◆ How to complete this task
Reproduce the forum thread on the Codex App below word for word, from start to finish.

*** Source text ***

The Codex App - zlacker

>>meetpa+(OP)
Somewhat underwhelmed. I consider agents to be a sidetrack. The key insight from the Recursive Language Models paper is that requirements, implementation plans, and other types of core information should not be part of context but exist as immutable objects that can be referenced as a source of truth. In practice this just means creating an .md file per stage (spec, analysis, implementation plan, implementation summary, verification and test plan, manual qa plan, global state reference doc).

I created this using PLANS.md and it basically replicates a kanban/scrum process with gated approvals per stage, locked artifacts when it moves to next stage, etc. It works very well and it doesnt need a UI. Sure, I could have several agents running at the same time, but I believe manual QA is key to keeping the codebase clean, so time spent on this today means that future requirements can be implemented 10x faster than with a messy codebase.

>>dworks+ql1
Which paper?

>>boppo1+8F1
Recursive Language Models by Alex Zhang/MIT

>>dworks+IS1
@dworks: Good insights. Thanks!

If you add a dialectic between Opus 4.5 and GPT 5.2 (not the Codex variant), your workflow - which I use as well, albeit slightly differently [1] - may work even better.

This dialectic also has the happy side-effect of being fairly token efficient.

IME, Claude Code employs much better CLI tooling+sandboxing when implementing while GPT 5.2 does excellent multifaceted critique even in complex situations.

*** End of Source text ***
*** Dataset content ***

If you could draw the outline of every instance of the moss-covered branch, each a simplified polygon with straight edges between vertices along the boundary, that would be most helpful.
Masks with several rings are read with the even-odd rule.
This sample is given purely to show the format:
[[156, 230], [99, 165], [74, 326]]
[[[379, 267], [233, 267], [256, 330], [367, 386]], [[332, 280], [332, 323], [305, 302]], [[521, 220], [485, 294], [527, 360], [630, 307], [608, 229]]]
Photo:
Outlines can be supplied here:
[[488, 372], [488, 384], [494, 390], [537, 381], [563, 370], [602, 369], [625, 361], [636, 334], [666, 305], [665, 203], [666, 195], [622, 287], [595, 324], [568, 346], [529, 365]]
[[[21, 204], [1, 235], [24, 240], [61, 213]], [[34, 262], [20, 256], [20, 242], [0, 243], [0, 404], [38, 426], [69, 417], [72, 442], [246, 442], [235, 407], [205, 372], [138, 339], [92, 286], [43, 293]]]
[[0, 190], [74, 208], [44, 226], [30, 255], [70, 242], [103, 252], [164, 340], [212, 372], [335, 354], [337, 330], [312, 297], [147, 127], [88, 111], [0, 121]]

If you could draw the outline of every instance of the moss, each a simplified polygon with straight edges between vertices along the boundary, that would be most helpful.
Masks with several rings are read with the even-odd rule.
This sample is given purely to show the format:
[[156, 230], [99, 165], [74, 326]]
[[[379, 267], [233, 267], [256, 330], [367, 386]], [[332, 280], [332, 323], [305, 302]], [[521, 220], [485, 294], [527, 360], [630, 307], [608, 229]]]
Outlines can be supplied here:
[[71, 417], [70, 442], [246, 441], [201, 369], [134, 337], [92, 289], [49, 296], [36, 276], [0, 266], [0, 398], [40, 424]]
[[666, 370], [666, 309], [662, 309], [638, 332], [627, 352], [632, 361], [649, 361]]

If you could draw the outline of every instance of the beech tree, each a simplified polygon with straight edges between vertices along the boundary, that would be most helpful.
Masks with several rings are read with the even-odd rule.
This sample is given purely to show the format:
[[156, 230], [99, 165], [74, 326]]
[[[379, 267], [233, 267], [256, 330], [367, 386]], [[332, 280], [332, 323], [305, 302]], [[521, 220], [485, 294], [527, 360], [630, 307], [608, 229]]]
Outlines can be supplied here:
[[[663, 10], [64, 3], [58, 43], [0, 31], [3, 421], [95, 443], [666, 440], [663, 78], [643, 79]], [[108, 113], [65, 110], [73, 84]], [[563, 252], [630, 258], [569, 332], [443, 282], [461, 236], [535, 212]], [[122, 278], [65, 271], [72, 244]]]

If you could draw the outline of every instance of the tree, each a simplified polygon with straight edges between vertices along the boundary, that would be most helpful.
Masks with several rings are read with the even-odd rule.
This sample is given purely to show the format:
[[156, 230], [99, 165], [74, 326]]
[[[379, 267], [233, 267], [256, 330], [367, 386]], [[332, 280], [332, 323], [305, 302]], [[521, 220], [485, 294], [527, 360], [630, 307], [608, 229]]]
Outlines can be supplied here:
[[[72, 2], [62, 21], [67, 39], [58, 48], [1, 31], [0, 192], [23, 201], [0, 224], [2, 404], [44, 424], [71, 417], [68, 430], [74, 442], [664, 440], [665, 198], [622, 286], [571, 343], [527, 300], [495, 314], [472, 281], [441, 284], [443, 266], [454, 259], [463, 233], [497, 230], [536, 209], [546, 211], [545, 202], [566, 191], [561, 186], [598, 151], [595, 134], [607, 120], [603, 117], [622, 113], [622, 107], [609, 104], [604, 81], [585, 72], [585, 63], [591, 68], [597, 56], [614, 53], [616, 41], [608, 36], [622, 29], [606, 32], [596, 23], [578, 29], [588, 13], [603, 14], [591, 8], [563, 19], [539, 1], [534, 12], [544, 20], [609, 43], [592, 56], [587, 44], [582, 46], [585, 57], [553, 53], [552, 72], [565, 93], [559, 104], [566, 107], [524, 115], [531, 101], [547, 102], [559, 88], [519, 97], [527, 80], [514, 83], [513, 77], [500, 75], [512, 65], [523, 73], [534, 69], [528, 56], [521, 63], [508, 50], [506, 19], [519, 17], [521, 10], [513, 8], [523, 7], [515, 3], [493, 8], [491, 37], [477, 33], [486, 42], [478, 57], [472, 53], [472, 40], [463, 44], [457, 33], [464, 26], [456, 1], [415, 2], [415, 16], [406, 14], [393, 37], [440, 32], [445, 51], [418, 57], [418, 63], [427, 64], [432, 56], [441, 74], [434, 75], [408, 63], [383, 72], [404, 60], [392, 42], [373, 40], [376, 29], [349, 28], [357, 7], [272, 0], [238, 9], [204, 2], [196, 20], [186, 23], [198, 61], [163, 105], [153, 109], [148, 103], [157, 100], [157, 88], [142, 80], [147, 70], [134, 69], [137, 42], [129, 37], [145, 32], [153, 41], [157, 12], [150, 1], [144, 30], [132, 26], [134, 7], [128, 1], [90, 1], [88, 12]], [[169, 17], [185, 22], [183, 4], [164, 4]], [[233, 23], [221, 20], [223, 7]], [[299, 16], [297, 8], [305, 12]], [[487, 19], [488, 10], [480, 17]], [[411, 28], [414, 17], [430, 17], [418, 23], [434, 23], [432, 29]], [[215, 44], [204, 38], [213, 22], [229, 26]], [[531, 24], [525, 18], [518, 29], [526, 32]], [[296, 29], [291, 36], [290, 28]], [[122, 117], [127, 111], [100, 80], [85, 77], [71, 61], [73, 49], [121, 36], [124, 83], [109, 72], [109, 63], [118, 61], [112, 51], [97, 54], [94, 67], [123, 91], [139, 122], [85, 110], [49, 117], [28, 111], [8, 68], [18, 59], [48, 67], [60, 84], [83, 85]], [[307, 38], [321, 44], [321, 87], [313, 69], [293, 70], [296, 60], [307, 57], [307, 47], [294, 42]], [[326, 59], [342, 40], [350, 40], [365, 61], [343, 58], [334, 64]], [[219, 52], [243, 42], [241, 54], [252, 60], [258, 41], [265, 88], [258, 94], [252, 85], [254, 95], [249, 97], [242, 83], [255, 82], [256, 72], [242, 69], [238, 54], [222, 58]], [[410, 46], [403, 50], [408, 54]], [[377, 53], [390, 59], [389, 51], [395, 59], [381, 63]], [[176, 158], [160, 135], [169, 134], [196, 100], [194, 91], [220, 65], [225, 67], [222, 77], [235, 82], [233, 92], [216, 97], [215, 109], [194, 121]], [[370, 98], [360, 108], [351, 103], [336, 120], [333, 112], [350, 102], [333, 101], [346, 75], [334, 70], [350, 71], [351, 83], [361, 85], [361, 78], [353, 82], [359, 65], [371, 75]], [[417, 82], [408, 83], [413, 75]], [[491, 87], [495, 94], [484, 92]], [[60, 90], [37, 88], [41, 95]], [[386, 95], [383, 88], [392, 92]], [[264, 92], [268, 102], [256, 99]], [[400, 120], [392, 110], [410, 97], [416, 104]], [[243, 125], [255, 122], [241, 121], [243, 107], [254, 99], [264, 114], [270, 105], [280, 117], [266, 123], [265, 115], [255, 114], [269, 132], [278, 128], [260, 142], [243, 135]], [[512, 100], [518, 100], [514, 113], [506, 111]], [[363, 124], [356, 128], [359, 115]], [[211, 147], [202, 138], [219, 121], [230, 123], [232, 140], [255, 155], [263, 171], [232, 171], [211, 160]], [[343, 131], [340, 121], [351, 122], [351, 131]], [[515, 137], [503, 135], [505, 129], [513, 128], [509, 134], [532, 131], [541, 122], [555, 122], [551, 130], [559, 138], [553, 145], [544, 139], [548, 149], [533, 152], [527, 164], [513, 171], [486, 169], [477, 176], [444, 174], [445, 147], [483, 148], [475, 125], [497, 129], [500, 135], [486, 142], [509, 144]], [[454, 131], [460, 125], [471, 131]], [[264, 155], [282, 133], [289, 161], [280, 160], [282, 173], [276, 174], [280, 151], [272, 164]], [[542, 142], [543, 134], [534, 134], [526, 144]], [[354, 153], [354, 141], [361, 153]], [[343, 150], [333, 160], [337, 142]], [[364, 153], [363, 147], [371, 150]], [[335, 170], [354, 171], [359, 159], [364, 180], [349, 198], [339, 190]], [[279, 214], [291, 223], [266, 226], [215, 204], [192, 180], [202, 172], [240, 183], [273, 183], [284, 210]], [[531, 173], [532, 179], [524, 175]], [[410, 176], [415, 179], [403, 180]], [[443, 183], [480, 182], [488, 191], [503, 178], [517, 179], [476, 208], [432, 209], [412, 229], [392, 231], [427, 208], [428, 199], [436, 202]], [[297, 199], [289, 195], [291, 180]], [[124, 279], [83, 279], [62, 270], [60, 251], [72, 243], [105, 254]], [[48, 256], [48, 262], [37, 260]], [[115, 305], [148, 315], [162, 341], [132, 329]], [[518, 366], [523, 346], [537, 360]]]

*** End of Dataset content ***

◆ Result of this exercise
The Codex App - zlacker

>>meetpa+(OP)
Somewhat underwhelmed. I consider agents to be a sidetrack. The key insight from the Recursive Language Models paper is that requirements, implementation plans, and other types of core information should not be part of context but exist as immutable objects that can be referenced as a source of truth. In practice this just means creating an .md file per stage (spec, analysis, implementation plan, implementation summary, verification and test plan, manual qa plan, global state reference doc).

I created this using PLANS.md and it basically replicates a kanban/scrum process with gated approvals per stage, locked artifacts when it moves to next stage, etc. It works very well and it doesnt need a UI. Sure, I could have several agents running at the same time, but I believe manual QA is key to keeping the codebase clean, so time spent on this today means that future requirements can be implemented 10x faster than with a messy codebase.

>>dworks+ql1
Which paper?

>>boppo1+8F1
Recursive Language Models by Alex Zhang/MIT

>>dworks+IS1
@dworks: Good insights. Thanks!

If you add a dialectic between Opus 4.5 and GPT 5.2 (not the Codex variant), your workflow - which I use as well, albeit slightly differently [1] - may work even better.

This dialectic also has the happy side-effect of being fairly token efficient.

IME, Claude Code employs much better CLI tooling+sandboxing when implementing while GPT 5.2 does excellent multifaceted critique even in complex situations.